DATA FOR THIS TASK:
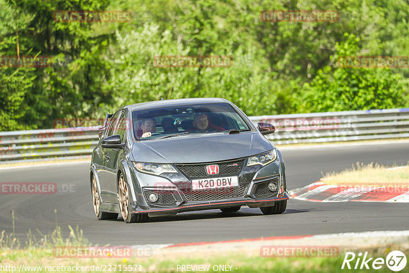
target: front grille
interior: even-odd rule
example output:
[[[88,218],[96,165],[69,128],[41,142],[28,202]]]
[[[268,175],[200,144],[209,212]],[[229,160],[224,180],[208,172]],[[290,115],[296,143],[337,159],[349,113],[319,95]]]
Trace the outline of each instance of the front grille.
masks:
[[[195,177],[210,176],[206,172],[206,166],[217,164],[219,165],[218,175],[233,175],[240,173],[244,160],[212,162],[201,164],[176,164],[176,166],[189,179]],[[214,175],[212,175],[214,176]]]
[[[149,201],[148,197],[149,194],[154,192],[157,194],[158,197],[157,201],[152,202]],[[176,199],[172,192],[170,191],[154,191],[152,190],[145,190],[144,189],[144,195],[146,201],[149,204],[162,206],[175,206]]]
[[[277,193],[279,191],[278,187],[280,186],[279,180],[280,177],[277,177],[265,182],[261,182],[256,184],[256,190],[254,192],[254,194],[257,195],[257,197],[265,197]],[[274,192],[270,191],[270,190],[268,189],[268,184],[271,182],[276,184],[277,189]]]
[[[182,190],[188,201],[208,201],[240,197],[244,195],[246,186],[201,191]]]

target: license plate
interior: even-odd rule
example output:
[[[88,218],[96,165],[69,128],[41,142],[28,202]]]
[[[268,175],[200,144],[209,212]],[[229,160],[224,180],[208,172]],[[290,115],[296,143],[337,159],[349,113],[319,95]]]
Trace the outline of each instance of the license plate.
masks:
[[[238,186],[238,176],[192,179],[192,188],[194,191]]]

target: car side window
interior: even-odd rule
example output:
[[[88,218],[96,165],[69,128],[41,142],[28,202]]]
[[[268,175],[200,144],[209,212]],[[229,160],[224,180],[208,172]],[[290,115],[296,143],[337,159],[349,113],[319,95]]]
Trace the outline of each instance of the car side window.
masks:
[[[121,136],[121,141],[123,142],[124,135],[126,130],[125,125],[125,114],[123,112],[121,113],[117,126],[115,126],[115,134],[119,134]]]
[[[113,135],[113,133],[114,131],[113,129],[115,128],[115,125],[118,121],[119,113],[119,112],[116,113],[115,115],[114,115],[113,116],[112,116],[112,117],[111,118],[111,120],[109,121],[109,123],[108,124],[108,127],[107,127],[106,129],[105,129],[105,133],[104,134],[104,136],[105,138]]]

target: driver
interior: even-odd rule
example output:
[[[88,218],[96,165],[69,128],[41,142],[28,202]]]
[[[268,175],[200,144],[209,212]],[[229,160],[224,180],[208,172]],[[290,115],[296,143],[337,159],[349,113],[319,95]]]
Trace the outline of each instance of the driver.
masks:
[[[148,138],[152,135],[152,133],[156,131],[156,122],[155,119],[146,119],[144,120],[141,125],[141,129],[142,129],[142,136],[141,139]]]
[[[193,117],[193,127],[194,129],[193,132],[207,133],[213,132],[213,129],[209,128],[209,117],[205,113],[199,113]]]

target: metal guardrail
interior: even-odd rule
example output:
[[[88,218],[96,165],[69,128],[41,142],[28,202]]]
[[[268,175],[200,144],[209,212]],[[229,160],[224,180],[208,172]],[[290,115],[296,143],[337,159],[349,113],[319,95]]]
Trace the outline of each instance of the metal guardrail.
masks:
[[[250,117],[276,126],[275,144],[409,138],[409,108]],[[89,159],[98,126],[0,132],[0,164]]]
[[[251,117],[276,126],[276,144],[409,137],[409,108]]]

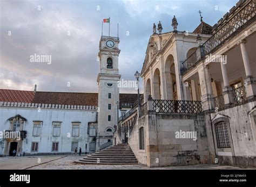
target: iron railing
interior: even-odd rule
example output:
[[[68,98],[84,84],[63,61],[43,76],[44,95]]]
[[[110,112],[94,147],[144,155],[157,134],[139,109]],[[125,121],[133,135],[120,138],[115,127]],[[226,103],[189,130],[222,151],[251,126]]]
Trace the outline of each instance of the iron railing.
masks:
[[[246,99],[246,92],[244,85],[234,89],[233,94],[235,103],[244,103]]]
[[[113,142],[112,141],[103,143],[99,146],[99,150],[100,150],[103,149],[105,149],[105,148],[107,148],[107,147],[112,146],[112,145],[113,145]]]
[[[214,101],[215,107],[218,109],[223,109],[225,106],[224,97],[223,95],[220,95],[217,97],[213,97],[213,100]]]
[[[139,109],[139,115],[140,117],[145,116],[147,113],[147,102],[143,104]]]
[[[183,100],[153,100],[153,110],[165,113],[198,113],[203,111],[200,101]]]
[[[102,35],[102,39],[112,39],[114,40],[119,40],[119,38],[118,37],[110,37],[107,35]]]
[[[133,127],[135,126],[135,124],[136,123],[136,121],[137,121],[137,117],[138,117],[138,113],[136,113],[136,114],[135,114],[133,118],[133,120],[132,120],[132,125],[130,127],[129,135],[131,134],[131,133],[132,132],[132,130],[133,130]]]
[[[231,16],[227,19],[221,20],[219,24],[222,24],[219,28],[202,46],[182,63],[181,75],[192,68],[200,60],[206,55],[216,51],[226,41],[233,37],[246,25],[255,19],[255,0],[247,1],[237,11],[233,10],[230,11]]]

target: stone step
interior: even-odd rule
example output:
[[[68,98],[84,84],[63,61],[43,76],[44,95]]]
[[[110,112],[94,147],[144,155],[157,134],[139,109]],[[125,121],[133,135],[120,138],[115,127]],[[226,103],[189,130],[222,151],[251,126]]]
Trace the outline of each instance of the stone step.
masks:
[[[127,143],[107,147],[76,162],[91,164],[138,164],[132,150]]]
[[[81,161],[80,160],[79,161],[76,161],[75,162],[78,163],[82,163],[82,164],[109,164],[109,165],[118,165],[118,164],[122,164],[122,165],[135,165],[135,164],[138,164],[138,162],[130,162],[130,163],[124,163],[124,162],[101,162],[99,163],[97,163],[97,162],[95,163],[94,162],[90,162],[90,161]]]
[[[132,150],[107,150],[107,149],[103,149],[102,150],[99,151],[99,153],[103,153],[103,152],[120,152],[120,153],[133,153]]]
[[[131,158],[131,159],[126,159],[126,158],[123,158],[123,159],[119,159],[119,158],[111,158],[111,159],[108,159],[108,158],[97,158],[97,157],[85,157],[82,160],[93,160],[97,161],[98,160],[98,159],[99,159],[99,160],[100,162],[101,161],[137,161],[136,158]]]
[[[93,156],[134,156],[133,154],[93,154]]]
[[[131,164],[133,163],[138,163],[137,161],[110,161],[110,160],[106,160],[106,161],[99,161],[99,162],[97,162],[97,160],[87,160],[87,159],[80,159],[79,160],[79,161],[81,162],[90,162],[90,163],[98,163],[98,164],[100,164],[100,163],[110,163],[111,164],[113,163],[130,163]]]
[[[134,156],[99,156],[99,155],[93,155],[93,156],[87,156],[87,157],[84,157],[84,158],[96,158],[96,159],[136,159],[136,157]]]

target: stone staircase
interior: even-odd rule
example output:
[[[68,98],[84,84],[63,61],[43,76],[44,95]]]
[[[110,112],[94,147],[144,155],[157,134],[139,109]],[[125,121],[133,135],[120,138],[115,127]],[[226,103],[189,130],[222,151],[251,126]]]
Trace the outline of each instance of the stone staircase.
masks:
[[[133,152],[127,143],[109,147],[76,162],[96,164],[138,164]]]

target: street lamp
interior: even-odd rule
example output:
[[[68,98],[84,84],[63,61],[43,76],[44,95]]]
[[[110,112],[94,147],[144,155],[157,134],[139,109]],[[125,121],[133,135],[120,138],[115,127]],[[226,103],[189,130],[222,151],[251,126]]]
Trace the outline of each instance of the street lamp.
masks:
[[[139,99],[139,78],[140,76],[140,74],[138,72],[138,71],[136,71],[136,73],[134,74],[135,78],[136,78],[137,81],[137,84],[138,84],[138,106],[140,108],[140,99]]]
[[[117,124],[118,124],[118,120],[119,120],[119,112],[118,112],[118,109],[119,109],[119,102],[118,101],[117,102]]]
[[[99,133],[98,133],[99,135],[99,135],[100,134]]]

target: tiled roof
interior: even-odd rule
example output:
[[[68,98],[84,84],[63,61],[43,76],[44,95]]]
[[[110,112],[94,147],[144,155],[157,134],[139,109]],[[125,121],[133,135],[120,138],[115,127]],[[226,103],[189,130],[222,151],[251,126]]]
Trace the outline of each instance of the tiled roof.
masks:
[[[133,103],[137,95],[120,94],[120,106]],[[55,104],[85,106],[98,105],[98,93],[57,92],[0,89],[0,102]]]
[[[207,23],[201,21],[199,25],[193,31],[193,33],[212,34],[212,27]]]

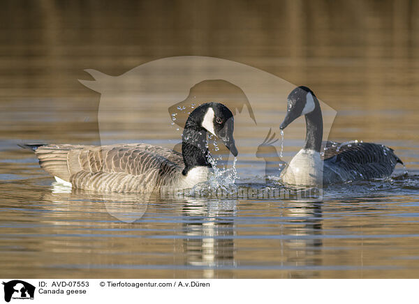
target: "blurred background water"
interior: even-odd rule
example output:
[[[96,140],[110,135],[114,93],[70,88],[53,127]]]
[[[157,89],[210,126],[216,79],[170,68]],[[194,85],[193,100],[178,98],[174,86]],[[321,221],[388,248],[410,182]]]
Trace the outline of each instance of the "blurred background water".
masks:
[[[419,2],[3,1],[0,23],[2,277],[419,275]],[[57,190],[17,148],[99,143],[101,96],[78,82],[84,69],[117,76],[184,55],[309,86],[337,111],[330,139],[391,146],[409,176],[332,187],[316,203],[163,200]],[[168,142],[168,124],[155,122]],[[303,137],[286,132],[286,155]],[[133,204],[147,205],[133,223],[108,212]]]

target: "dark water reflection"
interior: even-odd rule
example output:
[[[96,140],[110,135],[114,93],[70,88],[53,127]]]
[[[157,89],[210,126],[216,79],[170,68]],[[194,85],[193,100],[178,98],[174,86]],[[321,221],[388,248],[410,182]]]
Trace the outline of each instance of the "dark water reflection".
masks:
[[[419,4],[198,2],[5,1],[1,276],[418,278]],[[242,62],[310,86],[338,112],[331,139],[387,144],[409,176],[331,187],[316,203],[161,199],[58,188],[17,149],[22,142],[98,142],[99,95],[77,81],[89,78],[84,69],[117,75],[185,54]],[[158,105],[150,111],[168,116]],[[119,128],[115,137],[129,137]],[[285,155],[302,136],[286,134]]]

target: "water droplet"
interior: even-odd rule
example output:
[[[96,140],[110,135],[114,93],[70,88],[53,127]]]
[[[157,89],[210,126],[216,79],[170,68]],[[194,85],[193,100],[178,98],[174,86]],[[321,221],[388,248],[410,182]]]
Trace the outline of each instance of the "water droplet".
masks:
[[[284,130],[281,129],[281,137],[282,137],[282,140],[281,141],[281,153],[279,153],[279,157],[283,157],[284,152],[284,139],[285,138],[284,135]]]

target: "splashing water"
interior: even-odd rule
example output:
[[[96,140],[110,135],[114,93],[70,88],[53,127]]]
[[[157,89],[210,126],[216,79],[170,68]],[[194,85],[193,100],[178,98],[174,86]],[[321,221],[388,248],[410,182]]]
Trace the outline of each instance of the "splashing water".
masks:
[[[220,194],[220,190],[227,196],[235,193],[237,186],[235,184],[235,181],[236,178],[239,178],[235,167],[237,159],[234,158],[230,167],[219,168],[216,165],[216,161],[221,158],[221,157],[215,158],[211,154],[208,155],[208,161],[212,167],[213,172],[210,174],[207,183],[199,183],[191,189],[189,192],[189,196],[215,197]]]
[[[282,158],[282,153],[284,152],[284,130],[281,130],[281,137],[282,138],[281,140],[281,153],[279,153],[279,157]]]
[[[219,159],[221,159],[221,157]],[[229,168],[219,168],[216,165],[216,160],[217,159],[212,155],[208,155],[208,161],[214,170],[214,174],[210,174],[208,178],[210,185],[213,188],[224,188],[234,185],[235,181],[238,178],[237,171],[235,167],[237,158],[234,158],[233,165]]]

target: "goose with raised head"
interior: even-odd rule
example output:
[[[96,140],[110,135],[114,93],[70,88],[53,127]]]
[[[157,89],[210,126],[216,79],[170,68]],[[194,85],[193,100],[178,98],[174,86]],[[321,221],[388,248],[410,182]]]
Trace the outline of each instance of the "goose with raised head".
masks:
[[[390,176],[397,162],[403,164],[392,149],[379,144],[353,141],[322,144],[323,116],[318,100],[311,89],[302,86],[288,95],[287,112],[280,129],[303,115],[305,144],[281,174],[286,185],[321,186],[385,178]]]
[[[210,132],[237,156],[234,118],[223,105],[209,102],[189,115],[182,153],[147,144],[111,146],[24,144],[57,181],[76,188],[112,192],[159,192],[192,188],[207,180]]]

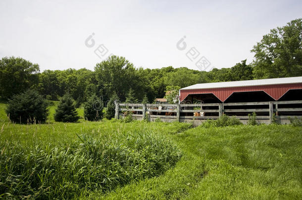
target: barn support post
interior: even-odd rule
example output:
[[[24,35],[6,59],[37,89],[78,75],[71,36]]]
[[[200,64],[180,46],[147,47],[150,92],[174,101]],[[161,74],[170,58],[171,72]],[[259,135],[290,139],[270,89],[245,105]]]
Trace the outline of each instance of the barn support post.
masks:
[[[180,106],[179,106],[179,104],[176,104],[176,121],[179,121],[179,114],[180,114]]]
[[[118,114],[119,114],[119,109],[118,108],[119,103],[118,102],[115,102],[115,115],[114,115],[114,118],[118,120]]]
[[[219,118],[222,116],[222,104],[218,104],[218,109],[219,110]]]
[[[222,102],[222,106],[221,107],[221,109],[222,109],[222,112],[221,113],[222,115],[224,114],[224,105],[223,105],[223,102]]]
[[[269,123],[272,123],[274,121],[274,105],[272,101],[270,101],[269,103]]]
[[[146,104],[143,104],[143,120],[145,120],[146,118],[146,112],[147,112],[146,108]]]

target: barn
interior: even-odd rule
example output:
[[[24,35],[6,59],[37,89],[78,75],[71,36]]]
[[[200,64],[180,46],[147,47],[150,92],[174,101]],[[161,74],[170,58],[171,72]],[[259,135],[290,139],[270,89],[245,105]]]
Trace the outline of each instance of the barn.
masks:
[[[182,104],[302,100],[302,77],[200,83],[179,93]]]

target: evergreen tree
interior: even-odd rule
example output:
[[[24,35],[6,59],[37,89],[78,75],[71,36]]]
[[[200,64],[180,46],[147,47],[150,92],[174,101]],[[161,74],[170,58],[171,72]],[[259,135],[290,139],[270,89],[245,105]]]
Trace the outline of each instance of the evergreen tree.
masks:
[[[71,96],[66,94],[61,98],[54,114],[55,121],[76,122],[79,120],[75,102]]]
[[[28,89],[8,101],[5,111],[10,120],[26,123],[44,122],[48,116],[48,104],[38,92]]]
[[[103,101],[93,95],[84,106],[84,118],[90,121],[99,121],[103,118]]]
[[[147,97],[147,95],[145,94],[144,96],[144,98],[143,98],[143,100],[142,101],[142,104],[148,104],[149,103],[149,101],[148,100],[148,97]]]
[[[127,104],[135,104],[137,102],[137,99],[134,97],[135,93],[132,88],[129,89],[127,96],[126,96],[126,101],[125,102]]]
[[[115,92],[114,92],[107,104],[107,109],[106,109],[106,118],[110,120],[114,117],[115,114],[115,105],[116,101],[119,101],[118,96]]]

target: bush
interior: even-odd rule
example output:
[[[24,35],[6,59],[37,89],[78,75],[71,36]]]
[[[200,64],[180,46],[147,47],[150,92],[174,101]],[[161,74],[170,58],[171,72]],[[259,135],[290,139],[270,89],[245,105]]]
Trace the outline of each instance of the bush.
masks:
[[[169,130],[169,133],[175,134],[180,133],[193,127],[193,124],[192,123],[184,123],[175,121],[173,123],[173,126],[175,127],[175,129],[171,129]]]
[[[5,111],[10,120],[21,123],[45,122],[48,116],[48,103],[38,92],[28,90],[14,95]]]
[[[60,102],[54,114],[55,121],[76,122],[80,117],[76,110],[75,102],[69,94],[65,94]]]
[[[132,119],[132,113],[131,111],[126,111],[125,112],[125,118],[123,120],[123,121],[125,123],[131,122],[133,120]]]
[[[116,93],[114,93],[111,96],[108,103],[107,104],[107,109],[106,109],[106,118],[110,120],[114,117],[115,115],[115,101],[118,101],[118,97]]]
[[[201,125],[206,128],[209,127],[223,127],[235,125],[242,124],[239,119],[236,118],[234,116],[230,118],[229,116],[223,115],[219,119],[216,120],[208,120]]]
[[[249,122],[248,124],[252,125],[257,125],[258,123],[256,121],[256,113],[254,112],[252,115],[249,114]]]
[[[291,122],[291,125],[294,126],[302,126],[302,119],[300,120],[297,117],[293,119],[291,117],[288,118]]]
[[[99,121],[103,118],[103,102],[96,95],[88,98],[84,105],[84,118],[89,121]]]

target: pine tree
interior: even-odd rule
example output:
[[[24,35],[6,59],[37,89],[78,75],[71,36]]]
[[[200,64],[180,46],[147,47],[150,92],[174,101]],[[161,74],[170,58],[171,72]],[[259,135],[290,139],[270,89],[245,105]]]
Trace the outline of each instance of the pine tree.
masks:
[[[84,118],[90,121],[99,121],[103,118],[103,101],[93,95],[84,106]]]
[[[148,97],[147,97],[147,95],[145,94],[144,96],[144,98],[143,98],[143,101],[142,101],[142,104],[148,104],[149,103],[149,101],[148,100]]]
[[[118,96],[115,92],[113,93],[107,104],[106,109],[106,118],[110,120],[114,117],[115,114],[115,101],[119,101]]]
[[[54,114],[55,121],[76,122],[80,118],[76,110],[75,102],[69,94],[61,98]]]
[[[134,93],[134,91],[133,91],[132,88],[130,88],[126,97],[126,101],[125,103],[127,104],[135,104],[137,103],[137,99],[134,97],[135,95],[135,93]]]
[[[15,122],[44,122],[48,116],[48,106],[47,101],[38,92],[28,89],[13,96],[5,112]]]

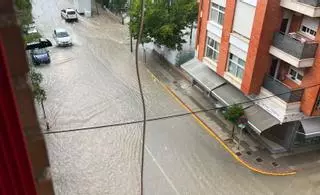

WHAT YOU SHOULD DO:
How many lines of the data above contain the string "roof"? Case matters, so give only the number.

THE SOLUTION:
2